▶ _TEXTE FOURNI_:
Pourquoi Adrien Anigo, le fils du directeur sportif de l'OM, a-t-il été exécuté ? Enquête.
Dans l'intimité du cimetière des Vaudrans, sur les hauteurs de Marseille, où son fils Adrien, 30 ans, vient d'être enterré, José Anigo, le directeur sportif de l'Olympique de Marseille, aidé de ses deux petits-enfants serrés contre lui, s'efforce de dominer son émotion. Patricia, la mère d'Adrien, s'effondre. A la paroisse de Camp-Major, à Aubagne, où s'est déroulée la cérémonie religieuse une heure plus tôt, elle avait dû être emmenée à l'extérieur de l'église. Elle n'a pas supporté jusqu'au bout le diaporama retraçant - sous une forme expurgée - la vie de son fils aîné, diffusé en guise d'hommage.
Le défilé de voitures rutilantes conduites par des émules relookés d'Al Pacino, le héros de « Scarface », qui accèdent à la colline de la Valentine, où est enterré Adrien Anigo, donne une idée des fréquentations du défunt. Sa lente dérive vers le banditisme l'a conduit jusqu'à sa mort le 5 septembre, assassiné de 18 balles, dont deux à la tête, trois dans le cou et 13 dans la poitrine. Une addition chère payée pour un hors-la-loi décrit par les enquêteurs comme sans envergure.

▶ _DONNÉES_:
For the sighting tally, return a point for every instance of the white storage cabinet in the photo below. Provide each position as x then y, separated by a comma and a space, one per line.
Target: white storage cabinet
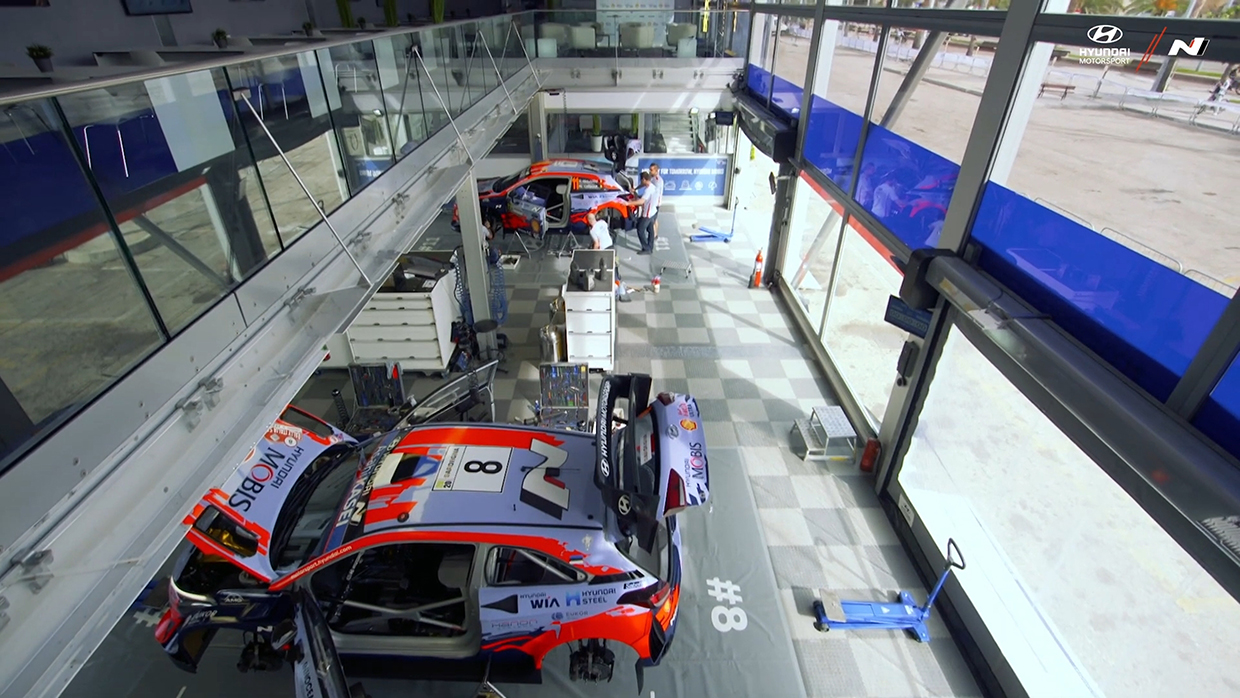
413, 329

▶ _CONSIGNE A_:
Recopiez fidèlement le passage de l'article sur la mort d'Adrien Anigo, en partant des mots « Pourquoi Adrien Anigo, le » et en vous arrêtant après « en guise d'hommage. ».
▶ _CONSIGNE B_:
Relevez toutes les personnes que l'article sur la mort d'Adrien Anigo désigne par leur nom.
La liste n'a aucun rôle dans ce travail.

▶ _RÉPONSE ATTENDUE A_:
Pourquoi Adrien Anigo, le fils du directeur sportif de l'OM, a-t-il été exécuté ? Enquête.
Dans l'intimité du cimetière des Vaudrans, sur les hauteurs de Marseille, où son fils Adrien, 30 ans, vient d'être enterré, José Anigo, le directeur sportif de l'Olympique de Marseille, aidé de ses deux petits-enfants serrés contre lui, s'efforce de dominer son émotion. Patricia, la mère d'Adrien, s'effondre. A la paroisse de Camp-Major, à Aubagne, où s'est déroulée la cérémonie religieuse une heure plus tôt, elle avait dû être emmenée à l'extérieur de l'église. Elle n'a pas supporté jusqu'au bout le diaporama retraçant - sous une forme expurgée - la vie de son fils aîné, diffusé en guise d'hommage.

▶ _RÉPONSE ATTENDUE B_:
Adrien Anigo
José Anigo
Patricia
Al Pacino